──────── Texto del ejercicio
Evita, la bastarda, nuestra cabecita negra
66 años después de la muerte de Eva Perón nos preguntamos desde dónde hablar de ella, con qué sentido. Esa mujer puede ser placa y ceremonia, pero también la parte maldita en donde encontrar el fuego de la pasión necesaria para cuestionar lo dado.
Tenía 26 años cuando se produjo el 17 de octubre de 1945. Y 32 cuando, el 22 de agosto de 1951 dijo que los trabajadores sabían que la oligarquía, que los mediocres, que los vendepatrias, todavía no habían sido derrotados, y que desde sus guaridas asquerosas atentaban contra el pueblo y contra la nacionalidad.
La imagen de aquél acto es hermosa y profundamente triste a la vez. Ella dice que el cargo de vicepresidenta al que la ha postulado la CGT no es más que un honor; que lo importante es que los trabajadores voten por Perón en las elecciones del 11 de noviembre. Juan Domingo sonríe, inmutable. La democracia plebiscitaria se encuentra en la encrucijada. Ya no se trata sólo de aplaudir y de vivar al líder sino de pedirle que escuche. Que él escuche esta vez. Son más de un millones de trabajadorea y trabajadores organizados que se concentraron desde la tarde en las inmediaciones de las avenidas Belgrano y 9 de Julio, en lo que fue la movilización más masiva de la historia hasta ese momento (sólo superada en 1972, cuando Perón regresa a Ezeiza). Con Evita, con Evita, grita la multitud, cuando ella proclama como presidente al General.
────────────────
— Tareas obligatorias —
1. Según el texto sobre Eva Perón, ¿qué edad tenía ella cuando se produjo el 17 de octubre de 1945?
2. Transcribe sin cambios el fragmento del texto sobre Eva Perón que comienza en las palabras "La imagen de" y termina después de "presidente al General.".
3. Prolonga el texto sobre Eva Perón a partir de su última oración.
──────── Datos proporcionados
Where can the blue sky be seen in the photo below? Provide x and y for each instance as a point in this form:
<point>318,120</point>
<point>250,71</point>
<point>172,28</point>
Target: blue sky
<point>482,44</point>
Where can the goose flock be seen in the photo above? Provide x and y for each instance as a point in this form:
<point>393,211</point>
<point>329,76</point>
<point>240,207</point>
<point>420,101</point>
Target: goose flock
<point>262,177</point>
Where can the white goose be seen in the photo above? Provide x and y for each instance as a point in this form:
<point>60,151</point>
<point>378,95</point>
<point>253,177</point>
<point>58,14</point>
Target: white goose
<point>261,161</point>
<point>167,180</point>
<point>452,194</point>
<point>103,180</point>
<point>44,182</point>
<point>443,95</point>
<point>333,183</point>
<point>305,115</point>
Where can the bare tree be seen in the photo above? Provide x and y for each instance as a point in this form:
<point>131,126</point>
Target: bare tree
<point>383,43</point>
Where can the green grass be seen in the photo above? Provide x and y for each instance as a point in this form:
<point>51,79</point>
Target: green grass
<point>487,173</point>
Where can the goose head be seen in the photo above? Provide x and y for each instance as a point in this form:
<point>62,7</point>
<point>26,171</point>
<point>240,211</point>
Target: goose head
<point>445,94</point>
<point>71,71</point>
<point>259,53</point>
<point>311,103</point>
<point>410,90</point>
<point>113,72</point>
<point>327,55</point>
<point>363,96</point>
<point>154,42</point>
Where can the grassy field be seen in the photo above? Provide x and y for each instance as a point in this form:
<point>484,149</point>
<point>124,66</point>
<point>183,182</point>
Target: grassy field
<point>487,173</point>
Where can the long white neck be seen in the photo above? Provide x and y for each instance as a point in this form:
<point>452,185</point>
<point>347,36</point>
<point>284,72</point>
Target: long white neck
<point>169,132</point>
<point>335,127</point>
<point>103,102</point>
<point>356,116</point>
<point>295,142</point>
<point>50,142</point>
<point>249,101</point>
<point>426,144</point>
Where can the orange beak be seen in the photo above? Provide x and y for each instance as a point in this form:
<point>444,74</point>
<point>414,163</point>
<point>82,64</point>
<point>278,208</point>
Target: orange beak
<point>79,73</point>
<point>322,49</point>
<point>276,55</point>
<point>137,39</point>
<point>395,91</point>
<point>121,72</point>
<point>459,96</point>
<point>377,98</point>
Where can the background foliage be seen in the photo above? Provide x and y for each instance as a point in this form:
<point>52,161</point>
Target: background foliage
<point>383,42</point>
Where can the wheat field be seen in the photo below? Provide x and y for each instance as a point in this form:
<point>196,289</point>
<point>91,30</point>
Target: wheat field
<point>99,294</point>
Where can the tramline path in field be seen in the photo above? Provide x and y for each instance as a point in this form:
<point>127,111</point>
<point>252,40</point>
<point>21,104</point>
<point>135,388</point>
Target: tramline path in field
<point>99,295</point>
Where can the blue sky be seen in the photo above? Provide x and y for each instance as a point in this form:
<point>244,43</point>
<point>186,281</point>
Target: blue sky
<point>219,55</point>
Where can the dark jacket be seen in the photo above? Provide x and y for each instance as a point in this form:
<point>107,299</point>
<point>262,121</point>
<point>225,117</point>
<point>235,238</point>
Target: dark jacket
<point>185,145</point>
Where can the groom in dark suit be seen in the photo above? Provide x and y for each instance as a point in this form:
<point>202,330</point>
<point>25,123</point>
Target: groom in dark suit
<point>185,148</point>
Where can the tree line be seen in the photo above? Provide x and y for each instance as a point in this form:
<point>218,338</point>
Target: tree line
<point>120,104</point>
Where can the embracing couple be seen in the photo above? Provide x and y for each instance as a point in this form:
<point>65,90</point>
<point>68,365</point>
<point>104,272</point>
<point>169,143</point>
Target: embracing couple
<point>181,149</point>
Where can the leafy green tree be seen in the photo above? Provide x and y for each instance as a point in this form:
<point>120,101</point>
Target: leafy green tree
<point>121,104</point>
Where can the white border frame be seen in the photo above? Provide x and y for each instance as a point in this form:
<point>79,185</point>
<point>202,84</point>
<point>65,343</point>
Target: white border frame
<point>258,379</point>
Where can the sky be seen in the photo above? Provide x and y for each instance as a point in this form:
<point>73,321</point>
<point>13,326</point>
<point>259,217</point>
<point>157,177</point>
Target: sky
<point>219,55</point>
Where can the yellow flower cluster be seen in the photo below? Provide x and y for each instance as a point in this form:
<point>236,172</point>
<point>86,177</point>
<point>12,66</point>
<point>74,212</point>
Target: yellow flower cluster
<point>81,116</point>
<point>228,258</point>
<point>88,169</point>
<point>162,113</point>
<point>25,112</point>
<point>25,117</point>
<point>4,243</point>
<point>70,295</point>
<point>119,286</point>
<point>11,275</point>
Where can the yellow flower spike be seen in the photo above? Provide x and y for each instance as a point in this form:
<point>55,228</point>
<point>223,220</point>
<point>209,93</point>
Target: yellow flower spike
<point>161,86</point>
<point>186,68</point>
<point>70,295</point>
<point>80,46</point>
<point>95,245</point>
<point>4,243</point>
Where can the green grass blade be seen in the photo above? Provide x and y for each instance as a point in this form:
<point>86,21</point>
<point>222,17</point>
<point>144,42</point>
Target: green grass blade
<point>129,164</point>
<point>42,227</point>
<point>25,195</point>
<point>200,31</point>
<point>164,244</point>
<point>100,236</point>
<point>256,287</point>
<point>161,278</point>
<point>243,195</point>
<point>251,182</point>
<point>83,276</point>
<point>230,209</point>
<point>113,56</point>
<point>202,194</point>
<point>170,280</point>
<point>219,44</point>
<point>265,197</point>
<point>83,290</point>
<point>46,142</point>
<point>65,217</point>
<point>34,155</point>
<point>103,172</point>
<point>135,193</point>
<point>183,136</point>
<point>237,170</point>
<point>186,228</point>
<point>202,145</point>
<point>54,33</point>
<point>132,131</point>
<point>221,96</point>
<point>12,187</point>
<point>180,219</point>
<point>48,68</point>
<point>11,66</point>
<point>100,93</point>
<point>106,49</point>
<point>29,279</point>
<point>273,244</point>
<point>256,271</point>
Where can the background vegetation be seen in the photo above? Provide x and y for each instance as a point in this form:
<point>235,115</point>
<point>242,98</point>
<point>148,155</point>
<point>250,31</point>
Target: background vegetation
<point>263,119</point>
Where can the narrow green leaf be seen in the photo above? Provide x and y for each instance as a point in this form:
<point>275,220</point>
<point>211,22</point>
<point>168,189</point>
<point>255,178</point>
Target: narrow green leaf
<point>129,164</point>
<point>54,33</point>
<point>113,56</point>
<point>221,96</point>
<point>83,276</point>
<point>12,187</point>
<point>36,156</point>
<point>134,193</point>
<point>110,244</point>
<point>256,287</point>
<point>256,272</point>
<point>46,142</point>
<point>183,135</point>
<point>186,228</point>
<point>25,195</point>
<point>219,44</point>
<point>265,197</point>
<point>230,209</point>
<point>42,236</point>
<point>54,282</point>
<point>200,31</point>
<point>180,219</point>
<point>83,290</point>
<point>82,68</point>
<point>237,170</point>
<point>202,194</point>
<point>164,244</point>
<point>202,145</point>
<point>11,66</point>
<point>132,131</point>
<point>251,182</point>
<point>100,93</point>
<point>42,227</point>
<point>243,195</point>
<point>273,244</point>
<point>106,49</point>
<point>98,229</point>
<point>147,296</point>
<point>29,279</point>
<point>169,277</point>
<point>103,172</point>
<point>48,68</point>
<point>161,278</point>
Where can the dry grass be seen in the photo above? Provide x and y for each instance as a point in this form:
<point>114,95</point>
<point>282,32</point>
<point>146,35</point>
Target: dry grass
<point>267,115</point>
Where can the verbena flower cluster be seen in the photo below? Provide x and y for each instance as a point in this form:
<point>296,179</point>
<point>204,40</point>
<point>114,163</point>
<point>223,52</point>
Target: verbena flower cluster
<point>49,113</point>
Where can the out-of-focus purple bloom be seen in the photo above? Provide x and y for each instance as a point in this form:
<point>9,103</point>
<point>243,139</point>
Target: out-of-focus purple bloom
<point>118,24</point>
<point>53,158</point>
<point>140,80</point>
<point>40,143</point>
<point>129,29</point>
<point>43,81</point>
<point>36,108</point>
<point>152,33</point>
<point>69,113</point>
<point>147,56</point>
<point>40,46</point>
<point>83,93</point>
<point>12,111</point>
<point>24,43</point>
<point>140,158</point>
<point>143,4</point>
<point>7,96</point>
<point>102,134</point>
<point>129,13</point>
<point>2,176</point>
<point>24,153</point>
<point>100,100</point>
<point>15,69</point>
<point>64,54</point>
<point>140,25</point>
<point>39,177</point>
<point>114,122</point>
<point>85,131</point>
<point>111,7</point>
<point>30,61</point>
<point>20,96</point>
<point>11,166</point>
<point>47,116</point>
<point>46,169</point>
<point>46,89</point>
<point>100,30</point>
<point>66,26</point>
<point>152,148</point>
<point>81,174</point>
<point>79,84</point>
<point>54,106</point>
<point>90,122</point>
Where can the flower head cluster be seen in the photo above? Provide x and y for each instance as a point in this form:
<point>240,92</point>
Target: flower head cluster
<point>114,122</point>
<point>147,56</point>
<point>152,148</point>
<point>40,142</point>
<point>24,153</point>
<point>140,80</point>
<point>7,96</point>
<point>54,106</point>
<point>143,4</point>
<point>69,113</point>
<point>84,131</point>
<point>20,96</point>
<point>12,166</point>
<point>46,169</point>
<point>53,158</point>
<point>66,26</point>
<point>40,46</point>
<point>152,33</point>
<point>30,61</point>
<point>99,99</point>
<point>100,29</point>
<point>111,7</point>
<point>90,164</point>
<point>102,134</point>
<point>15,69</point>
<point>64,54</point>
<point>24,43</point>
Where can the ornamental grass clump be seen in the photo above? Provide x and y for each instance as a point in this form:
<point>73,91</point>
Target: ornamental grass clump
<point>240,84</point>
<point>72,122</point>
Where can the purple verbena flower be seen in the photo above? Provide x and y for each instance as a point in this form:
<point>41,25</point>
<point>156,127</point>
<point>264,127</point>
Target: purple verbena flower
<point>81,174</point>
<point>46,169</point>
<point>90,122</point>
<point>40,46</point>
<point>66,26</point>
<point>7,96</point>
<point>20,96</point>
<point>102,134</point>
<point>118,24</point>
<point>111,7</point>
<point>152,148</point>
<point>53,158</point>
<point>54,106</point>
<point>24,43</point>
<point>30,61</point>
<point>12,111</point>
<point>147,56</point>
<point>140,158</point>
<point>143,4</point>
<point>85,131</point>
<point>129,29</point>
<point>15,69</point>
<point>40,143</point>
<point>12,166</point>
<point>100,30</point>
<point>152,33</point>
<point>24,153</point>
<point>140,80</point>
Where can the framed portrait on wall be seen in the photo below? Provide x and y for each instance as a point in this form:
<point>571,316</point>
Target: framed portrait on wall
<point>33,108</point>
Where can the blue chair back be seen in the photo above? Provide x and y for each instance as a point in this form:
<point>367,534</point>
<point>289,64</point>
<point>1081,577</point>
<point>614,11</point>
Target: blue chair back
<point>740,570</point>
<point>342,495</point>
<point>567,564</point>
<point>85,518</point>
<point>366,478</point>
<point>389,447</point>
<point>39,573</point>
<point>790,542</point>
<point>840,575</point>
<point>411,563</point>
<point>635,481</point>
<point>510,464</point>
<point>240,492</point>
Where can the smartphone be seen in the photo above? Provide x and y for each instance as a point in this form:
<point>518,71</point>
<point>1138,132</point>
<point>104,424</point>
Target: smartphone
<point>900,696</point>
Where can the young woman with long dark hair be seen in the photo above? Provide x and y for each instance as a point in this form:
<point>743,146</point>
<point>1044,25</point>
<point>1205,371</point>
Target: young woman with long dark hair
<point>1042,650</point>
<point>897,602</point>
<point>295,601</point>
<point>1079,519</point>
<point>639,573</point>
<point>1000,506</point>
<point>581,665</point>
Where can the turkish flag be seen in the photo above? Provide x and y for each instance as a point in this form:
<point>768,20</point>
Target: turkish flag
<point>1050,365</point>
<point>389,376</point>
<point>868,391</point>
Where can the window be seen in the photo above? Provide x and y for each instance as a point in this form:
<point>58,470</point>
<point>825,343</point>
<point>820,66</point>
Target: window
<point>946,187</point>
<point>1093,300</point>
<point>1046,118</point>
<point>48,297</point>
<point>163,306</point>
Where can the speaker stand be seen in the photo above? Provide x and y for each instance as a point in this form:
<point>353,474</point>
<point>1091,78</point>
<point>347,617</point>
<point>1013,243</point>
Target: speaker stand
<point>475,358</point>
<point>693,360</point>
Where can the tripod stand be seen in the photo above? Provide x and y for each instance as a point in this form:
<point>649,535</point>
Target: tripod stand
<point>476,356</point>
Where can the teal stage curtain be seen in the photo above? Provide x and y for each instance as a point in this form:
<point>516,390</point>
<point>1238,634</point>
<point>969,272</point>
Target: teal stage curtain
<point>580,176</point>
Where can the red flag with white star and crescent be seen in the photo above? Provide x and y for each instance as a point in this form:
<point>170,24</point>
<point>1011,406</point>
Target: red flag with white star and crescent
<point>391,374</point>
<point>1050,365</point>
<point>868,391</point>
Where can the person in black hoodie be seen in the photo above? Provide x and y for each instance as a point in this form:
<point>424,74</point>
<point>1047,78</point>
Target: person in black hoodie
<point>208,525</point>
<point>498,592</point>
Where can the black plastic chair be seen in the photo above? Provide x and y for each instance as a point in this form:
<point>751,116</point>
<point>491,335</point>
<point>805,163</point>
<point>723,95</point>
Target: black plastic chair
────────────────
— Respuestas del ejercicio —
1. Tenía 26 años.

2.
La imagen de aquél acto es hermosa y profundamente triste a la vez. Ella dice que el cargo de vicepresidenta al que la ha postulado la CGT no es más que un honor; que lo importante es que los trabajadores voten por Perón en las elecciones del 11 de noviembre. Juan Domingo sonríe, inmutable. La democracia plebiscitaria se encuentra en la encrucijada. Ya no se trata sólo de aplaudir y de vivar al líder sino de pedirle que escuche. Que él escuche esta vez. Son más de un millones de trabajadorea y trabajadores organizados que se concentraron desde la tarde en las inmediaciones de las avenidas Belgrano y 9 de Julio, en lo que fue la movilización más masiva de la historia hasta ese momento (sólo superada en 1972, cuando Perón regresa a Ezeiza). Con Evita, con Evita, grita la multitud, cuando ella proclama como presidente al General.

3.
La historia de aquél Cabildo Abierto del Justicialismo es conocida. A las 22 horas Perón tiene que hablar ante una muchedumbre que no se mueve y sigue reclamando por Evita. Él dice que hará lo que el pueblo pida. Ella, que no le hagan hacer lo que no quiere hacer; y solicita un tiempo para pensar la propuesta. Nueve días más tarde, desde la Residencia presidencial situada sobre la Avenida del Libertador General San Martín, en la ciudad de Buenos Aires, Evita habla por cadena de radiodifusión para todo el país. Presenta su decisión como irrevocable y definitiva y lanza una de sus frases más famosas: No renunció a la lucha, ni al trabajo. Renuncio a los honores. También dice que quiere que en las páginas de la historia la recuerden como aquella mujer a la que el pueblo llamaba cariñosamente Evita.
Qué pasó entre el 22 y el 31 de agosto de 1951 es parte de los debates historiográficos y políticos en torno al primer peronismo. En este texto, preferimos quedarnos con un trozo de ficción –el film Eva Perón, dirigido por Juan Carlos Desanzo sobre la base de un guión de José Pablo Feinmann– para dar una respuesta posible. En particular, al momento en que el General (interpretado por Víctor La Place), conversa con Evita (interpretada por Esther Goris). No en el momento en que le dice Vos no podes ser vicepresidenta, Negrita, y le cuenta que tiene cáncer, sino en otro anterior, en el que Perón le explica que No va a ser fácil, y ella dice mirándose frente al espejo: Para mí nunca nada fue fácil.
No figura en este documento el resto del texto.